>>>

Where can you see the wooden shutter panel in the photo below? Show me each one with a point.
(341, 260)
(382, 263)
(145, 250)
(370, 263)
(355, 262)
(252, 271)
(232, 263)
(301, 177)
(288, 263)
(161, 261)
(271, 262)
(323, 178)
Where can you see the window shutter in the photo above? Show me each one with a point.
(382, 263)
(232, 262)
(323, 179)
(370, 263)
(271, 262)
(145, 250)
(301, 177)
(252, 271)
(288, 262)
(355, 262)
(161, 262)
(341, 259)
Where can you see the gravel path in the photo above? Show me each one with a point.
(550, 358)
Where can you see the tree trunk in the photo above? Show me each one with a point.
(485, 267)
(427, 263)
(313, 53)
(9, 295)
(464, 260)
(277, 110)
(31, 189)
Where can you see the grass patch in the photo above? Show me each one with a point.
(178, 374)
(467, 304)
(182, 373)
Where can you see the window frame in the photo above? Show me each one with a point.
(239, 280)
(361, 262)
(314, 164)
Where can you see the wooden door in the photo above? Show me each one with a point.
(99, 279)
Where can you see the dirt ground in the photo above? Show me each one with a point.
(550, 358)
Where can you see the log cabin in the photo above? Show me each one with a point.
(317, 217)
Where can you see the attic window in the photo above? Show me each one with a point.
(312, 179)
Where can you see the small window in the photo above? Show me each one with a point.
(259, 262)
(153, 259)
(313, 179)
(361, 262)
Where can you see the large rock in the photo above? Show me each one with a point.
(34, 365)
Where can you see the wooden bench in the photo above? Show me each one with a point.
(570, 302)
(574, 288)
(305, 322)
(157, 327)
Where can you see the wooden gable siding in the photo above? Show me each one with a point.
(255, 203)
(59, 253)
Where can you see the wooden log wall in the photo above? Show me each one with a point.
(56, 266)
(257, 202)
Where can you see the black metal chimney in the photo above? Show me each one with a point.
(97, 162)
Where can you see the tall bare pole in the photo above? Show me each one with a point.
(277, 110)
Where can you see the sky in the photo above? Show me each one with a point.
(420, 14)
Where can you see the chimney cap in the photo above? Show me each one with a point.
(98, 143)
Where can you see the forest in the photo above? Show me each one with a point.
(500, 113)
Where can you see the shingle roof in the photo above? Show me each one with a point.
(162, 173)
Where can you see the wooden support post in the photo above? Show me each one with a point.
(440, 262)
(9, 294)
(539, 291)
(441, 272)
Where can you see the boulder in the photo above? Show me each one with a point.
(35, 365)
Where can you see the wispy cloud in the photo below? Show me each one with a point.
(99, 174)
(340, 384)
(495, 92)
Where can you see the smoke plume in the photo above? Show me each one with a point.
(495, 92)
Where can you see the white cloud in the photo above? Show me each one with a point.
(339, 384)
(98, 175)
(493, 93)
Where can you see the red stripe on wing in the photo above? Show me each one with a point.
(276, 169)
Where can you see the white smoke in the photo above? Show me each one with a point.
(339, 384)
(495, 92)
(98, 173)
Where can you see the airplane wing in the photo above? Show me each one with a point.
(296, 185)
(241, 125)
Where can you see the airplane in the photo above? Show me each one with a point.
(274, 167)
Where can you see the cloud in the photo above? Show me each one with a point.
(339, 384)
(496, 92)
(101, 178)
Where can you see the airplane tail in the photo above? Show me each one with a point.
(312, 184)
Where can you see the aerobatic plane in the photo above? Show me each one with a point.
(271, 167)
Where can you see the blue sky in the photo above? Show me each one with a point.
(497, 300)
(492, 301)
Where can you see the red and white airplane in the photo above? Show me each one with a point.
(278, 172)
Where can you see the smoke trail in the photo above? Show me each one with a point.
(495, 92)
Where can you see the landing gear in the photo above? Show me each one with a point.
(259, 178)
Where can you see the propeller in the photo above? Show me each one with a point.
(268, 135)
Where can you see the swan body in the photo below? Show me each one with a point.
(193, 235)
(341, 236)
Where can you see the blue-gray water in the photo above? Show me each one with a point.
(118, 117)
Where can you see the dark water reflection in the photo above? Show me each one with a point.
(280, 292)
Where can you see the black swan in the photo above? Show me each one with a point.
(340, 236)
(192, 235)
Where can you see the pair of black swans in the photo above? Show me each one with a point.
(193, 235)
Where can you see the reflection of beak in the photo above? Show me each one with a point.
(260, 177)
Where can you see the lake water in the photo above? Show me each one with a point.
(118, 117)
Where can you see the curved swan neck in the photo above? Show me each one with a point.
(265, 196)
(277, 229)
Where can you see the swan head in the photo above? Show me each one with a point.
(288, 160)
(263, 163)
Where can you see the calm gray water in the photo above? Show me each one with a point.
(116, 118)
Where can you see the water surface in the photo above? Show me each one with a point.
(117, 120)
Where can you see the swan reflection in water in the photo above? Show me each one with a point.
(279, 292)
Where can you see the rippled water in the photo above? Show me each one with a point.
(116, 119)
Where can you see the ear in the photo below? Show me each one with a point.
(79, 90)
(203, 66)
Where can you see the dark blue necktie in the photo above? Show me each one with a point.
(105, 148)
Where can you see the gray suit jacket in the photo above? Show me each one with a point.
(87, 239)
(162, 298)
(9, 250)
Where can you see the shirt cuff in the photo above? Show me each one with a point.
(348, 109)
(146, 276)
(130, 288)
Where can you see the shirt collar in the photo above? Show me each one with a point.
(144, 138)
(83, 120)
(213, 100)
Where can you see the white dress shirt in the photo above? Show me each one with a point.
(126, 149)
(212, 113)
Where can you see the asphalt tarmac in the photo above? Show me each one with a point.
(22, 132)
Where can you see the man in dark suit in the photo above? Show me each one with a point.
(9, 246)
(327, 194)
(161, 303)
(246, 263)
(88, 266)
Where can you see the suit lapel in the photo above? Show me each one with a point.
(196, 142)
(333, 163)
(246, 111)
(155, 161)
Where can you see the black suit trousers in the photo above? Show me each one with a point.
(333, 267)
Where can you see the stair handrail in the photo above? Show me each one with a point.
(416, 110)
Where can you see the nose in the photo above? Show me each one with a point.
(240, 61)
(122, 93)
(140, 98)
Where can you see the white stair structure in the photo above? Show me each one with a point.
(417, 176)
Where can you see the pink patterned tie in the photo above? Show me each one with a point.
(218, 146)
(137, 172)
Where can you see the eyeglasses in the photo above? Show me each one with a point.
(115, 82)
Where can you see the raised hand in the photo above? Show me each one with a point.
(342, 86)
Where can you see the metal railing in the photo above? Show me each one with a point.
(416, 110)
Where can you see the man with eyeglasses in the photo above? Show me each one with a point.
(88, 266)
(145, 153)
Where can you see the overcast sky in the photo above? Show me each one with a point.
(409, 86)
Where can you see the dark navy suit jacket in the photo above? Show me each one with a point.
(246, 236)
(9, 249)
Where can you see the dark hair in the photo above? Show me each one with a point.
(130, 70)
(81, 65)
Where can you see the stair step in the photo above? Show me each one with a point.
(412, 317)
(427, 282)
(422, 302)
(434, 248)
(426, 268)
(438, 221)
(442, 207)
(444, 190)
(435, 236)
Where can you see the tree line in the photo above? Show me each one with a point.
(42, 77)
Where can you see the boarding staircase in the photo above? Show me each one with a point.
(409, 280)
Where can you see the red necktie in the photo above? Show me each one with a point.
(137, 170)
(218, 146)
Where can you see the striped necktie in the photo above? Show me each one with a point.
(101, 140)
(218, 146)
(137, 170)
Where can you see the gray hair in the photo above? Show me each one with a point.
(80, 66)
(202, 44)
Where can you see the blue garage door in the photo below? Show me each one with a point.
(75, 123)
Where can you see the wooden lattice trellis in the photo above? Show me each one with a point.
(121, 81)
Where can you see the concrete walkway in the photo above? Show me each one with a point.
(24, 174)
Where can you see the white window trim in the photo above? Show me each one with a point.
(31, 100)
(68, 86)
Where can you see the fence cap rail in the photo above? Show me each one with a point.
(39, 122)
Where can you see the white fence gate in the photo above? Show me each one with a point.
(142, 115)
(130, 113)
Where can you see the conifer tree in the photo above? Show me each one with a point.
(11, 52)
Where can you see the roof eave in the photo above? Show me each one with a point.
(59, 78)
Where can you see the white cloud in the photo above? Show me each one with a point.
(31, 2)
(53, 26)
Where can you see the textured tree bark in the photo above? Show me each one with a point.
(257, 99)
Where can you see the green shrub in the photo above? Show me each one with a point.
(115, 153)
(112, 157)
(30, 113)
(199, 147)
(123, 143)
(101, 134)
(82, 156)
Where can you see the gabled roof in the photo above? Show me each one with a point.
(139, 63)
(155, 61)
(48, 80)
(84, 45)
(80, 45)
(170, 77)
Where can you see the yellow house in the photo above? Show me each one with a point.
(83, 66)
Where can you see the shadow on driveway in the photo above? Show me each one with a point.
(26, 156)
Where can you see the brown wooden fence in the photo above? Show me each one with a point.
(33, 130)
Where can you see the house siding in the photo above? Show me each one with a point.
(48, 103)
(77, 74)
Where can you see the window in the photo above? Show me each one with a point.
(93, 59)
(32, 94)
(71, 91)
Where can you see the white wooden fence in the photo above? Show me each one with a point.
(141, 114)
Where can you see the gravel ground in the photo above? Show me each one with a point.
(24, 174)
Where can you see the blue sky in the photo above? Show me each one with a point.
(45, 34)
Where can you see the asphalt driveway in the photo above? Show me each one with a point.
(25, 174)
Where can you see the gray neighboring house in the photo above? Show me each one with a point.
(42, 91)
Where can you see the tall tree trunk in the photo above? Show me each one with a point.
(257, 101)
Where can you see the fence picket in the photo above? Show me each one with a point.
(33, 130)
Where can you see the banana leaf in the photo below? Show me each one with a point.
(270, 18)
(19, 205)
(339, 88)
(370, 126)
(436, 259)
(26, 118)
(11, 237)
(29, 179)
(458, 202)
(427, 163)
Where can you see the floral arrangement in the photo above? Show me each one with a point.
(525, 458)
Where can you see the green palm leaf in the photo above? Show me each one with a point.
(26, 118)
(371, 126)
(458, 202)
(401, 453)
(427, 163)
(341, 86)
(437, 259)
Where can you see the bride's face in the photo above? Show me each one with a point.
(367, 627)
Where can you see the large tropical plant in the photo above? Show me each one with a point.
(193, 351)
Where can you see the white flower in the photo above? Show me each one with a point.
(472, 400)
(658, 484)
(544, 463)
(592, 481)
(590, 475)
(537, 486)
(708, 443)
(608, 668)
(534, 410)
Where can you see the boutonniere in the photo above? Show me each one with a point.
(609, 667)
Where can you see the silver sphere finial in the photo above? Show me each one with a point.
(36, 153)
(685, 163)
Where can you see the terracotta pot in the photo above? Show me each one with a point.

<<<

# Required work:
The required output is the exact sequence of lines from the one containing "Where can you see the bride's" through the end of the listing, both endpoints included.

# Output below:
Where can you see the bride's face in the photo above? Show me each one with a point.
(367, 627)
Where can you see the large tropical plant in the photo above? Show me each one with a point.
(193, 351)
Where can you see the white flower in the photo above? Show me each one with a point.
(472, 400)
(658, 484)
(544, 463)
(592, 481)
(590, 475)
(537, 486)
(708, 443)
(608, 668)
(534, 410)
Where can you see the boutonniere in the photo above? Show me each one with a point.
(609, 667)
Where can you see the silver sphere finial in the photo above? Show me each one with a point.
(36, 153)
(685, 163)
Where can you see the terracotta pot in the photo above? Show me each one with a point.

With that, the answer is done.